Description of the task
Note every line in the entries that contains the string "truck", and copy it.

Referring expression data
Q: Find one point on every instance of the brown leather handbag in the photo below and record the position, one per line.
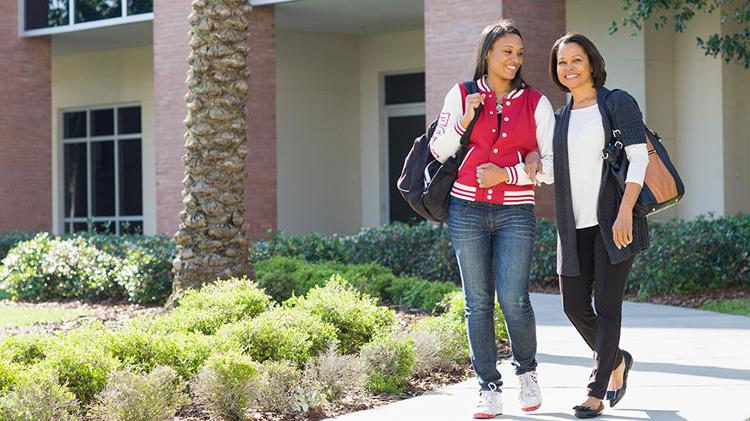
(662, 186)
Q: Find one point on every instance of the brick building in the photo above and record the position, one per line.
(92, 93)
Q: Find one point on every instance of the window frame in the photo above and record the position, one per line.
(115, 137)
(72, 26)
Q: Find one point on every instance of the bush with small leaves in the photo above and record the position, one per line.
(134, 396)
(285, 333)
(215, 305)
(356, 317)
(280, 389)
(38, 396)
(144, 349)
(388, 361)
(24, 349)
(335, 375)
(226, 385)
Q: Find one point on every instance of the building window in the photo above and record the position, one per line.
(102, 173)
(41, 14)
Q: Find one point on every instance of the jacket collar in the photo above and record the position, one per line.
(484, 88)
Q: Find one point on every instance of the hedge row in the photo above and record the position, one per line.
(245, 351)
(684, 257)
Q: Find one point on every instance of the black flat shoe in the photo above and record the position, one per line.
(586, 412)
(615, 396)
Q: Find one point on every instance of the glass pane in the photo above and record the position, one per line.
(75, 227)
(131, 227)
(403, 89)
(131, 196)
(129, 120)
(102, 122)
(104, 227)
(136, 7)
(103, 178)
(91, 10)
(74, 156)
(74, 124)
(46, 13)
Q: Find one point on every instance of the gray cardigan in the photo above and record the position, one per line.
(628, 117)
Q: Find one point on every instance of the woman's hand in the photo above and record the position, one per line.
(533, 166)
(622, 230)
(489, 175)
(472, 102)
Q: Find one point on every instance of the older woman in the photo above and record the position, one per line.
(598, 235)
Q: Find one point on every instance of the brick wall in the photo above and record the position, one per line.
(171, 50)
(260, 197)
(25, 127)
(170, 67)
(452, 29)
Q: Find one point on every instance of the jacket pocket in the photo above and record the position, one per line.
(466, 158)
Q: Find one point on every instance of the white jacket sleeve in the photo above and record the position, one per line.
(638, 156)
(545, 130)
(446, 140)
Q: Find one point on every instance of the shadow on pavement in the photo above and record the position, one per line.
(692, 370)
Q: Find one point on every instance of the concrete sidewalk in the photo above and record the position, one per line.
(689, 365)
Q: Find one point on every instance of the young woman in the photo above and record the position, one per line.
(598, 235)
(491, 215)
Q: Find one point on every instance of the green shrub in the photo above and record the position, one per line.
(144, 349)
(83, 367)
(8, 374)
(215, 305)
(226, 385)
(388, 362)
(356, 317)
(280, 389)
(290, 334)
(24, 349)
(38, 396)
(335, 375)
(135, 396)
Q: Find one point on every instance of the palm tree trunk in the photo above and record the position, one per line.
(211, 240)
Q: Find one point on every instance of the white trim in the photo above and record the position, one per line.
(464, 187)
(466, 158)
(74, 27)
(519, 193)
(470, 199)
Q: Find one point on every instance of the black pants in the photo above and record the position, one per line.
(600, 327)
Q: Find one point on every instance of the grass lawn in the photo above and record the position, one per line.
(11, 316)
(739, 306)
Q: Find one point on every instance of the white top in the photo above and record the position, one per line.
(585, 144)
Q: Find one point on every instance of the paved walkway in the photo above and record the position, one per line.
(689, 365)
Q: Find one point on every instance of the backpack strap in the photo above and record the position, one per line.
(468, 88)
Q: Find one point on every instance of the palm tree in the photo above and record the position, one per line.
(211, 240)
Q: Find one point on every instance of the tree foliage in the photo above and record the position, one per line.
(734, 46)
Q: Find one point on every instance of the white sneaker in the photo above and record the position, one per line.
(490, 404)
(530, 397)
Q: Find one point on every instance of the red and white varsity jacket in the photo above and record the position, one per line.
(528, 123)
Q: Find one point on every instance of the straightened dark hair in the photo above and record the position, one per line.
(490, 34)
(598, 72)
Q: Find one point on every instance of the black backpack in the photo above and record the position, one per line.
(424, 182)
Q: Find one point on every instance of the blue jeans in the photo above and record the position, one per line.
(494, 245)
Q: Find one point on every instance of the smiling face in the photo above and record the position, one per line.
(505, 57)
(573, 66)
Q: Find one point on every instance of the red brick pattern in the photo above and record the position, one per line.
(171, 50)
(452, 29)
(25, 127)
(260, 164)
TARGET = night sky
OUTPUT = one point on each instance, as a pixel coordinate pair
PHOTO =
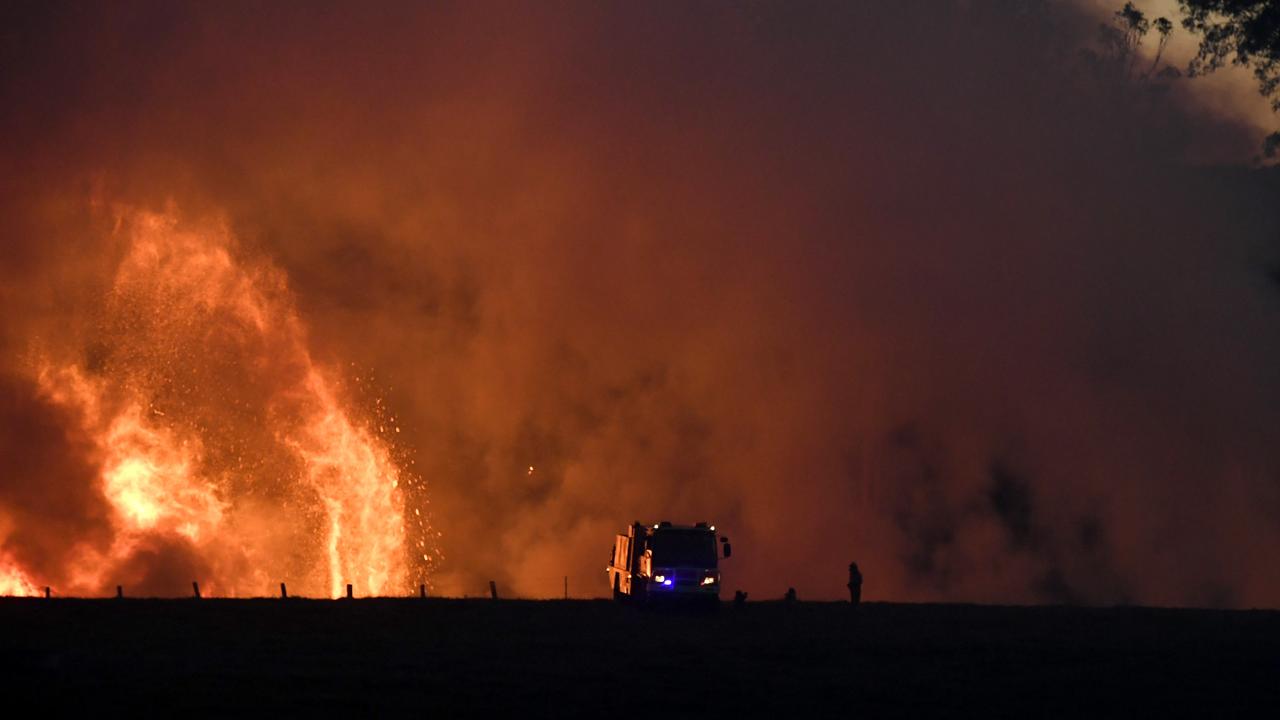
(931, 286)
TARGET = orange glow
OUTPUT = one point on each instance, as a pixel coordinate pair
(312, 497)
(14, 582)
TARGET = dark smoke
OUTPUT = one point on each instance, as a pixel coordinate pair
(915, 283)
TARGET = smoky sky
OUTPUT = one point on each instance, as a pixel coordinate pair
(929, 286)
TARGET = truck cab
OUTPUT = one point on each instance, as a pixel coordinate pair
(667, 563)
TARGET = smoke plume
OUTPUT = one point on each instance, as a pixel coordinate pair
(928, 286)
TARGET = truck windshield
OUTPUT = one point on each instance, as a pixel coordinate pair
(688, 548)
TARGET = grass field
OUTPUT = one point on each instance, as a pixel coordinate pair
(479, 657)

Finished exercise
TARGET = truck cab
TARGET = truck windshield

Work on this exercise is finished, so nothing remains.